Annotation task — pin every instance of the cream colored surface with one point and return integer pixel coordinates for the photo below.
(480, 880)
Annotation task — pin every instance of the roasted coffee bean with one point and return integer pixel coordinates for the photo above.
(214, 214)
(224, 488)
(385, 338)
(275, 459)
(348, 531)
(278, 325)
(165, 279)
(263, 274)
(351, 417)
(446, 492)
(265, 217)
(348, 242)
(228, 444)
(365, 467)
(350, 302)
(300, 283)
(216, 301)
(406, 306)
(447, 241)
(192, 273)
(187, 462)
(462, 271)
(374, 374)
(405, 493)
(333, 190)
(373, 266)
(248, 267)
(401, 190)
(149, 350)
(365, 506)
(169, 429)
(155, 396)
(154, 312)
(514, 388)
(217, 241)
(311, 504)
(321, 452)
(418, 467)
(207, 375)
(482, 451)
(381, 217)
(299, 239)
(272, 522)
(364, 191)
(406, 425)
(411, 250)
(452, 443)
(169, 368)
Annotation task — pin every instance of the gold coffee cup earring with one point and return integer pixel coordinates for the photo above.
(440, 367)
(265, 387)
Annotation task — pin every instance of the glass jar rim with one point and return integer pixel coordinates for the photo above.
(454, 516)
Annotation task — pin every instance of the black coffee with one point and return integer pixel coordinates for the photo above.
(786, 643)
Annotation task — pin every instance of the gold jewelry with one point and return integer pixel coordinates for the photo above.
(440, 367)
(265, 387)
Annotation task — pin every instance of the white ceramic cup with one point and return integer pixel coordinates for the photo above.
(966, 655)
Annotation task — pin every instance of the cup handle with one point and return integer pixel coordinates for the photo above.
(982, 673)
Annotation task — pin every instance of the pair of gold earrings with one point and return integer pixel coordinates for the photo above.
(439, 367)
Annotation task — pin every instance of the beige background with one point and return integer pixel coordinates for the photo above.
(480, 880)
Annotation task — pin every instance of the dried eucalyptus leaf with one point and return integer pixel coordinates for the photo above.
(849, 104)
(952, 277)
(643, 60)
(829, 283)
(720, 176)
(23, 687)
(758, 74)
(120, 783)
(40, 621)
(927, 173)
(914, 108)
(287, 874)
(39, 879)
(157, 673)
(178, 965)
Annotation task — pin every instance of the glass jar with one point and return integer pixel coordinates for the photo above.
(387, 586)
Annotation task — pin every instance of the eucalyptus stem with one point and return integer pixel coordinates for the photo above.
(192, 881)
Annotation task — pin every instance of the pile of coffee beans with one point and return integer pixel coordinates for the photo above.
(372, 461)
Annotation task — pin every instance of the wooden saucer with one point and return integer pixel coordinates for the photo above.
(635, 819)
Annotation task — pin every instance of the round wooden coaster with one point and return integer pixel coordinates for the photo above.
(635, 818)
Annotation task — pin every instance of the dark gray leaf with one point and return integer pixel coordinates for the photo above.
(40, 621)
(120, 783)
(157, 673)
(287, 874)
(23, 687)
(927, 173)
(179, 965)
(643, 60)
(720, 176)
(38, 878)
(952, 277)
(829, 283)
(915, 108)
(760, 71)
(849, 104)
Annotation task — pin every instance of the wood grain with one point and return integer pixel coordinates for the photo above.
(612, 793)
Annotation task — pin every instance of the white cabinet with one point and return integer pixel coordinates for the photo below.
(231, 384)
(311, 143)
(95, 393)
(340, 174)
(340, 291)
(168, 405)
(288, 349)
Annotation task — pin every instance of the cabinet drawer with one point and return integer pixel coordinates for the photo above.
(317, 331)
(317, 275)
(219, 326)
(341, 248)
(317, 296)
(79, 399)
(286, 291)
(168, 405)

◆ **Work order**:
In full and word for word, write out the data above.

◆ **Task solution**:
Annotation task — pin every instance of the cream colored surface with one point and return integer pixel coordinates for the photo below.
(480, 880)
Annotation task — pin every instance of the roasted coffee bean with one point and return integer pixel coordinates for the photo above.
(214, 214)
(224, 488)
(385, 338)
(275, 459)
(348, 531)
(278, 325)
(165, 279)
(263, 274)
(351, 417)
(446, 492)
(265, 217)
(348, 242)
(228, 444)
(365, 467)
(350, 302)
(300, 283)
(216, 301)
(406, 306)
(447, 241)
(192, 273)
(187, 462)
(462, 271)
(374, 374)
(405, 493)
(333, 190)
(373, 266)
(248, 267)
(401, 190)
(149, 350)
(365, 506)
(169, 429)
(155, 396)
(154, 312)
(514, 388)
(217, 241)
(311, 504)
(321, 452)
(418, 467)
(207, 375)
(482, 451)
(381, 217)
(299, 239)
(272, 522)
(364, 191)
(406, 425)
(411, 250)
(452, 443)
(169, 368)
Annotation task — pin every instance of the gold coffee cup earring with one point and return integer pixel coordinates for the photo above.
(440, 367)
(265, 387)
Annotation task — pin every instance of the glass jar rim with one point and return integer pixel coordinates for the photo above.
(454, 516)
Annotation task — pin every instance of the black coffee with one point and return integer pixel coordinates for the photo above.
(786, 643)
Annotation task — pin every instance of the gold jewelry with one point and return integer pixel coordinates for the photo above.
(440, 367)
(265, 387)
Annotation task — pin every instance of the white ceramic cup with one point and return integer pixel coordinates for the photo above.
(966, 655)
Annotation task — pin every instance of the cup handle with one point and return integer pixel coordinates for the photo above.
(982, 673)
Annotation task — pin every instance of the pair of gold earrings with one point and return integer pixel coordinates for the photo above.
(439, 367)
Annotation task — pin every instance of the beige background with one point and return integer pixel coordinates for the photo above.
(480, 880)
Annotation task — pin every instance of the dried eucalyptus leaf with one point and return integer pixel coordinates for the photo above.
(849, 104)
(952, 277)
(643, 60)
(829, 283)
(720, 176)
(23, 687)
(758, 74)
(120, 783)
(40, 621)
(927, 173)
(914, 108)
(287, 874)
(39, 879)
(157, 673)
(178, 965)
Annotation task — pin every instance of the glass jar with one point and return integer pixel coordinates for the photo above.
(387, 586)
Annotation task — pin every instance of the eucalyptus stem with one point and return integer pixel coordinates for the photo above.
(192, 881)
Annotation task — pin every instance of the pile of coffee beans with one point and return integer pixel coordinates for the photo above.
(372, 461)
Annotation task — pin every instance of the wooden saucer with one point and return integer pixel coordinates for the photo above.
(635, 819)
Annotation task — pin every instance of the round wooden coaster with one point and return integer pixel coordinates for the photo above.
(635, 818)
Annotation task — pin every instance of the dark gray leaf with one point and return integer pixel coordinates for the photo above.
(40, 621)
(120, 783)
(157, 673)
(287, 874)
(23, 687)
(927, 173)
(179, 965)
(643, 60)
(720, 176)
(38, 878)
(952, 277)
(829, 283)
(915, 108)
(760, 71)
(849, 104)
Annotation task — pin every instance of the wood grain with one point and return integer pixel coordinates for the photo above.
(612, 793)
Annotation task — pin every instance of the white cabinet with one point and return integer pixel coordinates for the photo below.
(231, 384)
(311, 143)
(95, 393)
(340, 174)
(340, 291)
(168, 405)
(288, 349)
Annotation task — pin every instance of the cabinet drawer with one point and return integer pixel coordinates for the photo above.
(317, 331)
(317, 275)
(219, 326)
(341, 248)
(317, 296)
(79, 399)
(286, 291)
(168, 405)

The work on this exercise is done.